→ **Directions**:
Count how many lines of the records below contain the string "deck", matching case exactly. Reply with the number alone.

-------- Dataset extract

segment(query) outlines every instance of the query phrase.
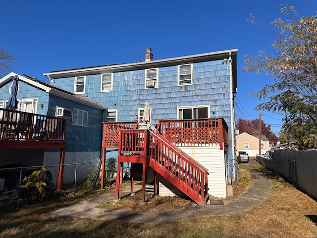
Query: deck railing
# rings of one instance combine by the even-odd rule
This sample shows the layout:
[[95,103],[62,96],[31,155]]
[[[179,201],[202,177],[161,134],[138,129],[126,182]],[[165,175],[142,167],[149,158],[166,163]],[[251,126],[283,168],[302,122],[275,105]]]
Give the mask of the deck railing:
[[161,135],[148,130],[122,130],[118,150],[120,156],[148,158],[150,166],[179,189],[198,204],[206,204],[207,170]]
[[120,130],[138,128],[137,121],[103,122],[103,146],[108,148],[118,147]]
[[229,143],[228,126],[222,118],[159,120],[157,133],[178,146]]
[[119,132],[119,152],[125,154],[147,156],[149,148],[148,130],[125,129]]
[[66,119],[0,109],[0,139],[63,142]]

----------------

→ **Exercise solution**:
2